Metin parçası:
━━━━━━━━━━━━━━━━
Haşmet BABAOĞLU

Haşmet BABAOĞLU

Ağaçlar ne anlatıyor bize?

Ağzımız bir karış açık alışveriş merkezlerine, otoyollara, otellere, köprülere bakıyoruz... Tasarımlarına, mühendisliklerine ve işçiliğine hayran kalıyoruz.

Çelik konstrüksiyonlu bir binanın ortalama ömrü 70, betonarme binanın 60 yıl.
Ama gösterişleri ve iddiaları öyle yüksek, görüntüleri öyle güçlü ki, onları "ölümsüz" sanıyoruz.
Ya ağaçlar?

Ege'de sürekli gelip geçtiğimiz bir yol kenarında toz toprak içinde yükselen zeytin ağaçlarının çoktan yarım asrı devirdiğini biliyor ve umursuyor muyuz?

Kaç kişi Kütahya'ya yolu düştüğünde "bir de Kumarı köyüne varalım da, bin yıllık kestane ağacına şöyle sırtımızı yaslayalım" diyor?
Düşünün ki, bu ağaç, Bizans'ı görmüş, Osmanlı'yı görmüş...

Yanı başında durup derin derin düşüneceğimiz bir "anıt" varsa eğer gerçekten...
Ağaçlardan başka ne olabilir bu?

Ama böyle bakmayı, böyle değerlendirmeyi unutturmuşlar bize!
Şimdi yeni yeni çevreci bilinçle onları tekrar fark etmeye zorlanıyoruz.
Modern ve çevreci bir iade-i itibar kampanyası nın kahramanlarıymış gibi görüyoruz ağacı, çiçeği, böceği...
Oysa eksik bu bakış!
━━━━━━━━━━━━━━━━
Çıkarılan veriler:
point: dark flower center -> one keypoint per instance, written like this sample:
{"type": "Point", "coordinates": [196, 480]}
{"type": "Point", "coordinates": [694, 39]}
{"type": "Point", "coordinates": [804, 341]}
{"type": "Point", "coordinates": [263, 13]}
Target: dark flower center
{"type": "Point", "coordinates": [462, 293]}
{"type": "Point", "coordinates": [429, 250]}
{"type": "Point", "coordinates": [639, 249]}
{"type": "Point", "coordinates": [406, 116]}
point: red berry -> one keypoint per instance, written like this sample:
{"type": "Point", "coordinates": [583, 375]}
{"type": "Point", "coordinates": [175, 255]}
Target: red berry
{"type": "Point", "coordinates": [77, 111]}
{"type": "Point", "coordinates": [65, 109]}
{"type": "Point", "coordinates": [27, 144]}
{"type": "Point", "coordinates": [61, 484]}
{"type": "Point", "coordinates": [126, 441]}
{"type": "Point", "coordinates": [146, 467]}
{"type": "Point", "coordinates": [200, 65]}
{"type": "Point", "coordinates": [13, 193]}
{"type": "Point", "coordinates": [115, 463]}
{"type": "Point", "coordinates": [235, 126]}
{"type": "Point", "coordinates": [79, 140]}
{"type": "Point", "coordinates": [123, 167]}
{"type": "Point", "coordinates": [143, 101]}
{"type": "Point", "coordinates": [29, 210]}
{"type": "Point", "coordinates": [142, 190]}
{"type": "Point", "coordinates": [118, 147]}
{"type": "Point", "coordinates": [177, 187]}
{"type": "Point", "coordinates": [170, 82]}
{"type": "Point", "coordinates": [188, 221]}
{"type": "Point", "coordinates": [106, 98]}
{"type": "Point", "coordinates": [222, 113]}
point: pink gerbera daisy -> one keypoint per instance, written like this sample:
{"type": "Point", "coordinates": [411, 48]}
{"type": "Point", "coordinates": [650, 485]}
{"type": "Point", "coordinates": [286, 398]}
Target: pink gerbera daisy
━━━━━━━━━━━━━━━━
Belirtilen hedef A:
Ağaçlar hakkındaki metinde "Kaç kişi Kütahya'ya" ifadesinden başlayıp "değerlendirmeyi unutturmuşlar bize!" ifadesi de dahil olmak üzere aradaki bölümü aynen yazınız.
Belirtilen hedef B:
Ağaçlar hakkındaki metinde yer alan "Çelik konstrüksiyonlu bir binanın ortalama ömrü 70, betonarme binanın 60 yıl." cümlesini İngilizceye çeviriniz.
Belirtilen hedef C:
Ağaçlar hakkındaki metne göre Kumarı köyündeki kestane ağacı kaç yıllıktır?
Veriler başka bir kaynaktan alınmıştır.

Nihai sonuç A:
Kaç kişi Kütahya'ya yolu düştüğünde "bir de Kumarı köyüne varalım da, bin yıllık kestane ağacına şöyle sırtımızı yaslayalım" diyor?
Düşünün ki, bu ağaç, Bizans'ı görmüş, Osmanlı'yı görmüş...

Yanı başında durup derin derin düşüneceğimiz bir "anıt" varsa eğer gerçekten...
Ağaçlardan başka ne olabilir bu?

Ama böyle bakmayı, böyle değerlendirmeyi unutturmuşlar bize!

Nihai sonuç B:
The average lifespan of a steel-framed building is 70 years, and that of a reinforced concrete building is 60 years.

Nihai sonuç C:
Bin yıllıktır.